(Entries for bounding-box labeling)
================================

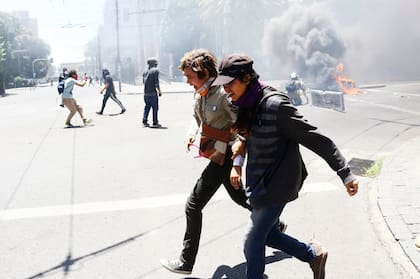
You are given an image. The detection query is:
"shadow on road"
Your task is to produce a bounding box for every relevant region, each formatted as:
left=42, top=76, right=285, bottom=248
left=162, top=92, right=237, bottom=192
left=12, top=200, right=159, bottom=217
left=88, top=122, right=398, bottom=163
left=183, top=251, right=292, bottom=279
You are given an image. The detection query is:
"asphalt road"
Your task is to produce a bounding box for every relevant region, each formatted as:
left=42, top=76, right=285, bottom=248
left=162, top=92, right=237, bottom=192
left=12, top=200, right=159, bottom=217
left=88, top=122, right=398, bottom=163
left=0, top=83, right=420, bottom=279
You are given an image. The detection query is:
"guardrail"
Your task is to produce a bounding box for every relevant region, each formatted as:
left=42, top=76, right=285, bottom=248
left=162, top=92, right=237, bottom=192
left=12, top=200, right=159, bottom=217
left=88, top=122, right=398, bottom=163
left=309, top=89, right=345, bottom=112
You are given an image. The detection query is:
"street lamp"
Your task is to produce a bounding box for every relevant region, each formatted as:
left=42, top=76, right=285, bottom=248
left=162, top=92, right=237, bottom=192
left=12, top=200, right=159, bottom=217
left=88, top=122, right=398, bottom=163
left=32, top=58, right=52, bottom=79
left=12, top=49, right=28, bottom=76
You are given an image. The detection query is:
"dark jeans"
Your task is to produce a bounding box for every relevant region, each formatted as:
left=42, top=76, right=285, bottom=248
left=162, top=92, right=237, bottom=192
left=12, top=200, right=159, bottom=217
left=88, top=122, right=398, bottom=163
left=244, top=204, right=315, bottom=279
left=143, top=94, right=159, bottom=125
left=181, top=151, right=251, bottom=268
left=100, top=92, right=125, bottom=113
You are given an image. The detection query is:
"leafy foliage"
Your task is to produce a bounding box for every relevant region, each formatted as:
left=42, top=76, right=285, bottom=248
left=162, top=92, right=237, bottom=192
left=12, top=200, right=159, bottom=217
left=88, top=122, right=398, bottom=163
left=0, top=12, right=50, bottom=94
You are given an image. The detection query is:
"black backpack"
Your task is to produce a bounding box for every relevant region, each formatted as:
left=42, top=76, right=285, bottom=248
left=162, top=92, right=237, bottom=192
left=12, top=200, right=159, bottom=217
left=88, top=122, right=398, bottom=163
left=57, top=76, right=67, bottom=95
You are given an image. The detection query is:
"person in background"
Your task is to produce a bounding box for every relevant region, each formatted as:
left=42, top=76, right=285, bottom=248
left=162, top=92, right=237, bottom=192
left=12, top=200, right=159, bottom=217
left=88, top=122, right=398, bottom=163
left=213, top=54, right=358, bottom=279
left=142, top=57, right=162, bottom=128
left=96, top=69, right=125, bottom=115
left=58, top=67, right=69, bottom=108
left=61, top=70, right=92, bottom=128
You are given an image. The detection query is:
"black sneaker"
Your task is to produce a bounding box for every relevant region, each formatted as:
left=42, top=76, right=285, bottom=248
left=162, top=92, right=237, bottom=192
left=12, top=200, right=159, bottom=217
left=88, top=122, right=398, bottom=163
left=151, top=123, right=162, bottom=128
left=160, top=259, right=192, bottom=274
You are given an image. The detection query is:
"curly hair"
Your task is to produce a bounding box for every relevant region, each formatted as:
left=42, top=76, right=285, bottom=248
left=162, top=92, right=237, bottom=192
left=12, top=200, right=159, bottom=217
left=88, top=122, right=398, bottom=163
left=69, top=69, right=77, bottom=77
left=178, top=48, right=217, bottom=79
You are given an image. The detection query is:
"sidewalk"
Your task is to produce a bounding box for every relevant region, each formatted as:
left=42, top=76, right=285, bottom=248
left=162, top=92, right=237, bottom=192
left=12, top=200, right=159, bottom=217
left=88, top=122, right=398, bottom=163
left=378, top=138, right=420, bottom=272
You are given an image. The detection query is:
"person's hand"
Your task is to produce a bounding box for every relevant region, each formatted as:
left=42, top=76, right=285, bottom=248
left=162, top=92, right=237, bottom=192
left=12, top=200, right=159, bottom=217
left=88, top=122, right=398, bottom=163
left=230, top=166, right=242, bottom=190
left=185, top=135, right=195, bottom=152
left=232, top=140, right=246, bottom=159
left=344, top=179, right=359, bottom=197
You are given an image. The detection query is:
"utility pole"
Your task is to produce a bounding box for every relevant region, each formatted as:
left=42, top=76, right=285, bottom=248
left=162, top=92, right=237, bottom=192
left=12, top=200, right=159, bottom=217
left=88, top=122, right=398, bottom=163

================================

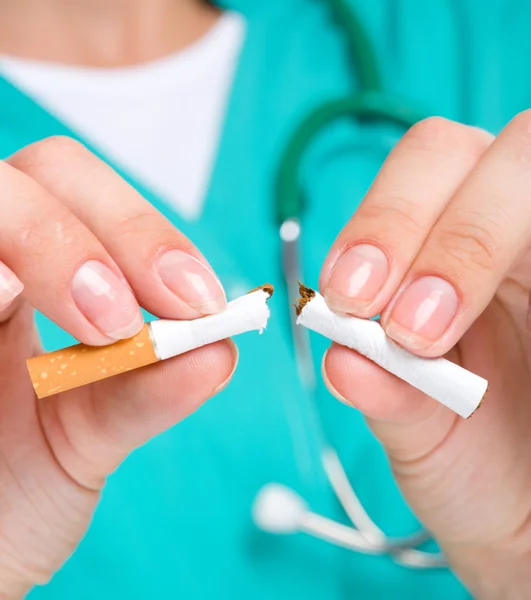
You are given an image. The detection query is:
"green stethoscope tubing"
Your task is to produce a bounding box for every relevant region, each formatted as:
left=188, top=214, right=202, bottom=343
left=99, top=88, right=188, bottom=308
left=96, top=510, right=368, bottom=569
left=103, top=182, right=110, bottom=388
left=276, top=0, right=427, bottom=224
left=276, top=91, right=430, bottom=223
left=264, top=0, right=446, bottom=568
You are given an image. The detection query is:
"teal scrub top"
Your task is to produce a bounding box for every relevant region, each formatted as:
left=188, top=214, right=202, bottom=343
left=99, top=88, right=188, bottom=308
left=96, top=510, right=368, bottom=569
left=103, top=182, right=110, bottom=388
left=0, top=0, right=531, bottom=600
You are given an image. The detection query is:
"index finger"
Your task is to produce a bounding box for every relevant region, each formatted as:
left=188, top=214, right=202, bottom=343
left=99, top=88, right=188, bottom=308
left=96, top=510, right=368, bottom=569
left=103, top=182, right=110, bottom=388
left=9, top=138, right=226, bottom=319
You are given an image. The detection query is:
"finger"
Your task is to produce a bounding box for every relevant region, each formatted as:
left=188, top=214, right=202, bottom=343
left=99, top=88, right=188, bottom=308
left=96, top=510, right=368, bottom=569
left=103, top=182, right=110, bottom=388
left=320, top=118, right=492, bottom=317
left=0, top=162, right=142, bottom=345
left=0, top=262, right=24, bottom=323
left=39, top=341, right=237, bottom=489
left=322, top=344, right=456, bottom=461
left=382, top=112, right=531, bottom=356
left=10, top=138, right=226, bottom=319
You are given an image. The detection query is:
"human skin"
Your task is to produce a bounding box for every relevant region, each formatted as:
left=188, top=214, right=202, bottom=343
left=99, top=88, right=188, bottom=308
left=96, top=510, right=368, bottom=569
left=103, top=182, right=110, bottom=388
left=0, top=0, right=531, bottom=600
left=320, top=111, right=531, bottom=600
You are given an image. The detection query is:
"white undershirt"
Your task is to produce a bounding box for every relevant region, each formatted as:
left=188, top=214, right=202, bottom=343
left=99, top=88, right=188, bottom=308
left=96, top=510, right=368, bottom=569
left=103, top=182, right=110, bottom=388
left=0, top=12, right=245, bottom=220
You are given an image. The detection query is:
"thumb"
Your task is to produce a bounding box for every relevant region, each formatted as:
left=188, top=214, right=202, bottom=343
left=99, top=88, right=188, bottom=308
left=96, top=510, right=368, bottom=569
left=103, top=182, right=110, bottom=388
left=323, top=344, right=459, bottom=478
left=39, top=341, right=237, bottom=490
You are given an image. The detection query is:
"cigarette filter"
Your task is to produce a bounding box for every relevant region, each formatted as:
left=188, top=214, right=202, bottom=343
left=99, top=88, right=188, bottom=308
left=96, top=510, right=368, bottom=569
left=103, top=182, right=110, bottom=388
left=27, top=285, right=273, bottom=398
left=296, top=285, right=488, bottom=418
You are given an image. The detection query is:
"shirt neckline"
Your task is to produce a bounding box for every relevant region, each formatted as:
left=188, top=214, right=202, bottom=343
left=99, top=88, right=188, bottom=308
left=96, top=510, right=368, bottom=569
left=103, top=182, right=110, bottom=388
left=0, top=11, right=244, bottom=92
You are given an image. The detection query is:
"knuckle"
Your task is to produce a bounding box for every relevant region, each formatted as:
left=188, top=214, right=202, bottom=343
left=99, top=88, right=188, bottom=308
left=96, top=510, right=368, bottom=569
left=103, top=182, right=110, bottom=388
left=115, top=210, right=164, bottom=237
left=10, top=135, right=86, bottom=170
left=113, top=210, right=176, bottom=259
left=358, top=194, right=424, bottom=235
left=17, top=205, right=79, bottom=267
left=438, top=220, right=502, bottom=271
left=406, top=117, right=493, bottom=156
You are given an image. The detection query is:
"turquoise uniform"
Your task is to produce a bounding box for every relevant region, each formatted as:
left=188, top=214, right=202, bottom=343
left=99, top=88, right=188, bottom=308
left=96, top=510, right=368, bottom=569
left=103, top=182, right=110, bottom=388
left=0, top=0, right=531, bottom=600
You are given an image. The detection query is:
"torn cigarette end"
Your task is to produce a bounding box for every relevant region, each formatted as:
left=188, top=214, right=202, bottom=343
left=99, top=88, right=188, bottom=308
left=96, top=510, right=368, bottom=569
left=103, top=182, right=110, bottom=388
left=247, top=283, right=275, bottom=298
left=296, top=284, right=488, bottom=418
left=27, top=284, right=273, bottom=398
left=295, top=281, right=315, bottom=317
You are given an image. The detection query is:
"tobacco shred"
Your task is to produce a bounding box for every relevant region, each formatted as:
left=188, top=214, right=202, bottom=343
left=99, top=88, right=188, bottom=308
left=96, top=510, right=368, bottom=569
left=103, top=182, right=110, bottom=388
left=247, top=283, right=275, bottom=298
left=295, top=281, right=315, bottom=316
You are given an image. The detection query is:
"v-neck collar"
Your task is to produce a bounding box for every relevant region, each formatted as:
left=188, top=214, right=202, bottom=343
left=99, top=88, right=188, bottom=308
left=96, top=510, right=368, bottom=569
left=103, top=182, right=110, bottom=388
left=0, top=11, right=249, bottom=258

================================

Objective |
Show each line of the data above that contains the string "cigarette", copying every such line in full.

Written solution |
"cigarette filter"
"torn cigarette end"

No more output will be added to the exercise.